GIVEN INSTRUCTION:
Copy the data below exactly.

TASK MATERIAL:
——————————

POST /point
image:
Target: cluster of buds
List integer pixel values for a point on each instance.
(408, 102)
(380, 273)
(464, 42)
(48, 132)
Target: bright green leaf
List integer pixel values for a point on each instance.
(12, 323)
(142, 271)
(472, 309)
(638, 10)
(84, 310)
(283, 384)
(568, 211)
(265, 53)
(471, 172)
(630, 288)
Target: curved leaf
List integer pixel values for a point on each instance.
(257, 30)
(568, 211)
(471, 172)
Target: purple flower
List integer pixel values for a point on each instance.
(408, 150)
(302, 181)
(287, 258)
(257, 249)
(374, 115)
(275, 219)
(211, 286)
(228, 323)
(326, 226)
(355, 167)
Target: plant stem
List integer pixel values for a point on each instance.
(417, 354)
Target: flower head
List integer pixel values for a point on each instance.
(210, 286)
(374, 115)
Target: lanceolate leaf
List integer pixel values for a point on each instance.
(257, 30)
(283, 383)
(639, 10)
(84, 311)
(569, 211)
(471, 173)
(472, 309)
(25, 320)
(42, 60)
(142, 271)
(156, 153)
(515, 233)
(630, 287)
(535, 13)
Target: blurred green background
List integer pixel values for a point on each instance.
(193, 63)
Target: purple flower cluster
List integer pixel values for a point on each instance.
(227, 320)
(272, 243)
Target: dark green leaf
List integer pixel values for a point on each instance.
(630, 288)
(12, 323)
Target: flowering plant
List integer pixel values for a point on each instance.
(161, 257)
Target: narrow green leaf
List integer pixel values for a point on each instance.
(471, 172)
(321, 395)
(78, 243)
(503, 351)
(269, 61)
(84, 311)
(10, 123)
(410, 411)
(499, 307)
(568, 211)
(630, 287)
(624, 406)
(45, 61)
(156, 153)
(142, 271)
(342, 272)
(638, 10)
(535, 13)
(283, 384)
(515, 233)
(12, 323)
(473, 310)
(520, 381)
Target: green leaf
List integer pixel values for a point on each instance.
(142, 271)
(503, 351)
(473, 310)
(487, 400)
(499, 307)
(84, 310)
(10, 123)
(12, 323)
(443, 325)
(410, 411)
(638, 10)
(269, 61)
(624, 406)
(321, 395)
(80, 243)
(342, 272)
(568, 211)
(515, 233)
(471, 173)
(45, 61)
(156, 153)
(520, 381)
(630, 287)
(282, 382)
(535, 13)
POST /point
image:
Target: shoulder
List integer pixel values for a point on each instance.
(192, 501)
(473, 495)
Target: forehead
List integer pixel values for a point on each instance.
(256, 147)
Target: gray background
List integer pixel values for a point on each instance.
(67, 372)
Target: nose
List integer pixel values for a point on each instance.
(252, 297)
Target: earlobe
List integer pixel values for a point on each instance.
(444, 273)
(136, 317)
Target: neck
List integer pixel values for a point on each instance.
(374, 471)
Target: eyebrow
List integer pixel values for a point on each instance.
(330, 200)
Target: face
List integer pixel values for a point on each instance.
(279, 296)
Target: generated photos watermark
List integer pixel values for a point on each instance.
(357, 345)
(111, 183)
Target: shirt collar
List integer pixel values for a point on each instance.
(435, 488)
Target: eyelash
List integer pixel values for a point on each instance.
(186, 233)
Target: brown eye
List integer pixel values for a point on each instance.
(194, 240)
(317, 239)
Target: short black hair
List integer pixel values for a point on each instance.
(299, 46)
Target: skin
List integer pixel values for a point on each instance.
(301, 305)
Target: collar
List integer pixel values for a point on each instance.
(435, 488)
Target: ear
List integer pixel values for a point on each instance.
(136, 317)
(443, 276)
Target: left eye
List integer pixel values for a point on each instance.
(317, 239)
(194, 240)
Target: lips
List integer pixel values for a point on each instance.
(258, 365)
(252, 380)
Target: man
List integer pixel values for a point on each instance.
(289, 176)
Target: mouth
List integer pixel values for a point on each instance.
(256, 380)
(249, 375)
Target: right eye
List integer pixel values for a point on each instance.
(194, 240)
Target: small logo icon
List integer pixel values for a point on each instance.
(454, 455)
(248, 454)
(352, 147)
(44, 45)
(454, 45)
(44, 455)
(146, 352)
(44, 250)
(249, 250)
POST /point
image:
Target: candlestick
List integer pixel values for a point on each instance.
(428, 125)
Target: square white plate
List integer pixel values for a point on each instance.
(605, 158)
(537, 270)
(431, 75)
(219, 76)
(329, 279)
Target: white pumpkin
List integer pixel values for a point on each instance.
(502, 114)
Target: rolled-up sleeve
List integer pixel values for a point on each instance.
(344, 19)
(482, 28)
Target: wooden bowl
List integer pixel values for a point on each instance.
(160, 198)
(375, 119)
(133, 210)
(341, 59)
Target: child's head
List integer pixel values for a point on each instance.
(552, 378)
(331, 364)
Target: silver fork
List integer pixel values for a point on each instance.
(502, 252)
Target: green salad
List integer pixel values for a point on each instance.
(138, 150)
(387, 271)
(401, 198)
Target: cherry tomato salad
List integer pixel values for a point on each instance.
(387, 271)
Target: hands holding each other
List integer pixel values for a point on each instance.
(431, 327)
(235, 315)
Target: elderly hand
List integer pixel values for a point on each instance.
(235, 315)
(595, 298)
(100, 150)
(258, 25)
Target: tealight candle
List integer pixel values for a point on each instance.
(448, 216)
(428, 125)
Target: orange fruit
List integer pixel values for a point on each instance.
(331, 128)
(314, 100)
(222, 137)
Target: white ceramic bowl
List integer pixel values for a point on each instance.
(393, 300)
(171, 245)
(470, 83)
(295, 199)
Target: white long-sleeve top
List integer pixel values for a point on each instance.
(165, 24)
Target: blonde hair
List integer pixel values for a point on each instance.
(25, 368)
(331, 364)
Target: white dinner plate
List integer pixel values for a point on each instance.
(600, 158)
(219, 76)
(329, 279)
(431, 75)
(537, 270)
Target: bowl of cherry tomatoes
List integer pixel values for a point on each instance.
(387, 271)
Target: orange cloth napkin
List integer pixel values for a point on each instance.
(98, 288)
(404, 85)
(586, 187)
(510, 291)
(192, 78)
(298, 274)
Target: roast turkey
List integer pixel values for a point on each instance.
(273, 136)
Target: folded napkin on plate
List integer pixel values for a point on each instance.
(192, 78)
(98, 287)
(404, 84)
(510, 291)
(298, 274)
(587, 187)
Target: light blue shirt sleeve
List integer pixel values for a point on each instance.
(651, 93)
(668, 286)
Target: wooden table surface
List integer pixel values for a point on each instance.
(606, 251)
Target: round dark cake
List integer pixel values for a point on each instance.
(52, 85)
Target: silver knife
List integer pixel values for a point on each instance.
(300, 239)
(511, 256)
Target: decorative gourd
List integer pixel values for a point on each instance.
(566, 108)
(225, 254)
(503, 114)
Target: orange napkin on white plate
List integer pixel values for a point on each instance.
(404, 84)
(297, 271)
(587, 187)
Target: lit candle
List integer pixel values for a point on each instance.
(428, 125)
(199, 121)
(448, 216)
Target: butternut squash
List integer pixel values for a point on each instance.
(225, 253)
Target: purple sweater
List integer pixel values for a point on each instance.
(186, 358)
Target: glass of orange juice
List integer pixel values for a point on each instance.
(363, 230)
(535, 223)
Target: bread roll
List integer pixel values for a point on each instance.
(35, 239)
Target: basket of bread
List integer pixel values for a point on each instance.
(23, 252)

——————————

EXPECTED OUTPUT:
POST /point
image:
Target: cluster of buds
List integer pixel values for a point on each instance.
(408, 102)
(380, 273)
(464, 42)
(48, 132)
Target: bright green leaf
List integer pixel values for a point on each instance.
(12, 323)
(142, 271)
(472, 309)
(638, 10)
(84, 310)
(283, 384)
(568, 211)
(265, 53)
(471, 172)
(630, 288)
Target: curved leaf
List integer pixel values for a point on each instance.
(257, 30)
(568, 211)
(471, 172)
Target: purple flower
List integer pixel values for a point on each instance.
(408, 150)
(302, 181)
(287, 258)
(257, 249)
(374, 115)
(275, 219)
(211, 286)
(228, 323)
(326, 226)
(355, 167)
Target: plant stem
List integer pixel values for a point on each instance.
(417, 354)
Target: flower head
List integer pixel values for a point on each instance.
(210, 286)
(374, 115)
Target: lanceolate leaf
List integer pixel values for a point on each instance.
(257, 30)
(283, 383)
(639, 10)
(84, 311)
(569, 211)
(471, 173)
(472, 309)
(25, 320)
(42, 60)
(142, 271)
(156, 153)
(515, 233)
(630, 287)
(535, 13)
Target: blurred green background
List integer pixel values for a point on each instance.
(193, 63)
Target: purple flower cluster
List integer pixel values for a point on each instance.
(227, 320)
(272, 243)
Target: dark green leaf
List integer pixel values for a point on each instance.
(630, 288)
(12, 323)
Target: flowering plant
List integer pixel values for a point on each instance.
(161, 257)
Target: narrow green leaf
List integer pixel values for a point on each instance.
(471, 172)
(321, 395)
(78, 243)
(503, 351)
(269, 61)
(84, 311)
(10, 123)
(410, 411)
(499, 307)
(568, 211)
(630, 287)
(624, 406)
(45, 61)
(156, 153)
(142, 271)
(342, 272)
(638, 10)
(535, 13)
(283, 384)
(515, 233)
(12, 323)
(473, 310)
(520, 381)
Target: green leaf
List integer pixel values for a point on each instance.
(142, 271)
(503, 351)
(473, 310)
(487, 400)
(499, 307)
(84, 310)
(10, 123)
(12, 323)
(443, 325)
(410, 411)
(638, 10)
(269, 61)
(624, 406)
(321, 395)
(80, 243)
(342, 272)
(568, 211)
(515, 233)
(471, 173)
(45, 61)
(156, 153)
(520, 381)
(630, 287)
(282, 382)
(535, 13)
POST /point
image:
Target: shoulder
List integer pixel values for a point on each instance.
(192, 501)
(473, 495)
Target: forehead
List integer pixel values for a point on each instance.
(256, 147)
Target: gray background
List integer pixel values for a point on each instance.
(67, 372)
Target: nose
List integer pixel values for a point on each instance.
(252, 297)
Target: earlobe
List integer pixel values for a point on each instance.
(444, 273)
(136, 317)
Target: neck
List integer pixel values for a point on each instance.
(374, 471)
Target: eyebrow
List integer pixel values for a point on each instance.
(330, 200)
Target: face
List integer pixel values for a point on each instance.
(279, 296)
Target: generated photos watermark
List integer pixel values for a point on each instance.
(357, 345)
(111, 183)
Target: shirt collar
List integer pixel values for a point on each instance.
(435, 488)
Target: eyelash
List integer pixel values for a point on each instance.
(186, 233)
Target: brown eye
List integer pixel values for a point on each instance.
(194, 240)
(317, 239)
Target: short black hair
List integer pixel values for a point on each instance.
(299, 46)
Target: skin
List integer pixel values for a point on each instance.
(301, 305)
Target: collar
List integer pixel values for a point on each instance.
(435, 488)
Target: ear
List integer pixel values for a point on each instance.
(136, 317)
(443, 276)
Target: left eye
List integer pixel values for a point on each instance.
(317, 239)
(194, 240)
Target: lips
List integer pixel values for a point on each instance.
(258, 365)
(252, 380)
Target: man
List integer pixel values for a point on each instance.
(289, 176)
Target: mouth
List integer pixel values for a point on each instance.
(256, 380)
(249, 375)
Target: right eye
List integer pixel values for a point on each instance.
(194, 240)
Target: small logo icon
List integer pixel values for a point on each instance.
(454, 455)
(248, 454)
(352, 147)
(44, 45)
(454, 45)
(44, 455)
(146, 352)
(44, 250)
(249, 250)
POST /point
image:
Target: candlestick
List integer pixel values for a point on each instance.
(428, 125)
Target: square white plate
List integer pixel values for a point on each instance.
(605, 158)
(537, 270)
(431, 75)
(219, 76)
(329, 279)
Target: white pumpkin
List integer pixel values for a point on each instance.
(502, 114)
Target: rolled-up sleeve
List integer pixel values for a point on each instance.
(344, 19)
(482, 28)
Target: wooden bowl
List integer pixel values for a point on each instance.
(160, 198)
(375, 119)
(133, 210)
(341, 59)
Target: child's head
List integer pixel values for a point on each instance.
(552, 378)
(331, 364)
Target: silver fork
List integer pixel values for a point on each instance.
(502, 252)
Target: green salad
List integer pixel values for a point on each instance.
(138, 150)
(387, 271)
(401, 198)
Target: cherry tomato salad
List integer pixel values for a point on each instance.
(387, 271)
Target: hands holding each other
List integer pixel values for a point on each instance.
(431, 327)
(235, 315)
Target: elderly hand
List integer pixel values for a point on each instance.
(235, 315)
(595, 298)
(100, 150)
(258, 25)
Target: tealight candle
List integer pixel values for a point on each instance.
(448, 216)
(428, 125)
Target: orange fruit
List integer pixel values for a point on each instance.
(331, 128)
(314, 100)
(222, 137)
Target: white ceramic bowl
List integer pixel values for a point on each instance.
(393, 300)
(171, 245)
(470, 83)
(295, 199)
Target: white long-sleeve top
List integer pixel values for a point on each instance.
(165, 24)
Target: blonde hair
List integer pixel values for a point on each instance.
(25, 368)
(331, 364)
Target: white dinner plate
List integer pixel values for a point on each instance.
(600, 158)
(219, 76)
(329, 279)
(431, 75)
(537, 270)
Target: bowl of cherry tomatoes
List integer pixel values for a point on each instance.
(387, 271)
Target: orange cloth napkin
List integer pixel values for a point on each instance.
(98, 288)
(404, 85)
(586, 187)
(510, 291)
(192, 78)
(298, 274)
Target: roast turkey
List integer pixel values for a point on each instance.
(273, 136)
Target: folded napkin on plate
List integer pixel values for a point on each instance.
(192, 78)
(98, 287)
(404, 84)
(510, 291)
(298, 274)
(587, 187)
Target: light blue shirt sleeve
List integer pixel values for a point on each instance.
(651, 93)
(668, 286)
Target: wooden table surface
List integer pixel values for a point on each instance.
(606, 251)
Target: round dark cake
List integer pixel values for a point on each instance.
(52, 85)
Target: silver knife
List integer pixel values for a point on each instance.
(300, 239)
(511, 256)
Target: decorative gourd
List integer pixel values for a point on each instance.
(566, 108)
(225, 254)
(503, 114)
Target: orange napkin on white plate
List integer pixel values for a point on each instance.
(404, 84)
(297, 271)
(587, 187)
Target: lit candle
List integer pixel values for a point on each instance.
(428, 125)
(199, 121)
(448, 216)
Target: butternut squash
List integer pixel values for a point on each instance.
(225, 253)
Target: purple sweater
List integer pixel values for a point on each instance.
(186, 358)
Target: glass of orange juice
List integer pixel values for a point on each instance.
(363, 230)
(535, 223)
Target: bread roll
List integer pixel values for a point on each instance.
(35, 239)
Target: basket of bread
List integer pixel values for a point on each instance.
(23, 252)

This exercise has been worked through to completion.